---------- SELECTED PASSAGE ----------

Hunt et al, U.S. Pat. Nos. 4,088,747 and 4,091,088 discuss phenolic aminocarboxylic acid-liganded radiopharmaceuticals of technetium-99m. These phenolate/carboxylate type of ligands are known to be anionic, and the resulting pharmaceuticals of 99m-Tc fall within the general type of the review article by Firnau.
From this brief review of the prior art, it can be concluded that hepatobiliary imaging agents of technetium-99m currently in clinical use have anionic character. Because of this property however, they all suffer from a serious deficiency. High levels of bilirubin reduce, or eliminate, the ability of anionic agents to image the hepatobiliary system. Harvey, L. et al, J. Nucl. Med., 20, 310-313 (1979) have recently shown that this is because bilirubin is also anionic and therefore at high concentrations, it blocks the anion clearance mechanism of the liver and prevents anionic imaging agents from accumulating in the liver. This is a serious clinical problem since many jaundiced patients, with obvious hepatobiliary malfunction, have high bilirubin levels and therefore cannot be successfully imaged with anionic agents.
Nora, U.S. Pat. No. 4,058,593 provides the only example of a cationic radiopharmaceutical based on technetium-99m which accumulates, albeit to a very small extent, in the liver. Nora discloses bone-specific radiopharmaceuticals based on technetium-99m with a complexing agent selected from the group of stannous fluoride, metal triflurostannate and metal pentafluorodistannate. These agents however, are not lipophilic, and act predominantly by mechanical deposition in the liver. The agents are not hepatobiliary imaging agents since they do not clear the liver and are not secreted therefrom into the bile, gallbladder, common bile duct, and intestines. Thus, the liver deposition observed by Nora would be insufficient to obtain good hepatobiliary imaging.
A need therefore, continues to exist for myocardial imaging agents based on Tc-99m, especially so-called "negative" myocardial infarct imaging agents. A need also continues to exist for cationic complexes of Tc-99m which will deposit in the liver and will be secreted therefrom, thus providing efficient hepatobiliary imaging.

---------- DATA EXTRACT ----------

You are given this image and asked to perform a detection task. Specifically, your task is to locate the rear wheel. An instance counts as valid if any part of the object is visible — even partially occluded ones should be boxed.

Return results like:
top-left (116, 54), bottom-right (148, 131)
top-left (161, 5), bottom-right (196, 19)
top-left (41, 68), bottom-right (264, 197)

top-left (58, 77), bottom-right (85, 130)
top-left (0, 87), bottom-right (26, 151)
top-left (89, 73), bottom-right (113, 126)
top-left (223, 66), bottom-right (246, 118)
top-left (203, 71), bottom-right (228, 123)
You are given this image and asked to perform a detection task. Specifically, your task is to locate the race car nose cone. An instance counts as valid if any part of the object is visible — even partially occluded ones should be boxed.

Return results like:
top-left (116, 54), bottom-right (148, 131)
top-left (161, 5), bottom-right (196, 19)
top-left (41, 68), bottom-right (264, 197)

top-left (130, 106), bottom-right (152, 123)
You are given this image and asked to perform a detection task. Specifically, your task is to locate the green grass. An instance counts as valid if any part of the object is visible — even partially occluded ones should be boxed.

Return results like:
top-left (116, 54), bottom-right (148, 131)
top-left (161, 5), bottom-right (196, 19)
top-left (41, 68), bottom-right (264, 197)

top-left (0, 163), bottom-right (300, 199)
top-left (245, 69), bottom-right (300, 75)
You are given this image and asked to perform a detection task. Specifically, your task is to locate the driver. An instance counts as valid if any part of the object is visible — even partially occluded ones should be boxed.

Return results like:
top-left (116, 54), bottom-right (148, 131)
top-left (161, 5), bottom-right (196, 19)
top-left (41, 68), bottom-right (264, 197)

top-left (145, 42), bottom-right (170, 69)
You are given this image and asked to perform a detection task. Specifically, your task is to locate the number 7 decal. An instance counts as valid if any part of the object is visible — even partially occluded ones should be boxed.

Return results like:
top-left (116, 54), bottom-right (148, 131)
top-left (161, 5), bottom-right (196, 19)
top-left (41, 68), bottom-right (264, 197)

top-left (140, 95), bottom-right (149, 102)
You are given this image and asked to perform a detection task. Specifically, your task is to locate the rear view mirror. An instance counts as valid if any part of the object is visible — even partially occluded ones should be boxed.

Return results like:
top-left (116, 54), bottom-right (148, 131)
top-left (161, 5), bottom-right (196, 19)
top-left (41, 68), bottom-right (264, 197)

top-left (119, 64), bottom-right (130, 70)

----------

> PROBLEM A: List every U.S. patent number cited in the prior-art passage on technetium-99m imaging agents.
> PROBLEM B: According to the prior-art passage on technetium-99m imaging agents, why do high bilirubin levels prevent anionic imaging agents from accumulating in the liver?

> YOUR SOLUTION A:
4,088,747
4,091,088
4,058,593

> YOUR SOLUTION B: Bilirubin is also anionic, so at high concentrations it blocks the liver's anion clearance mechanism.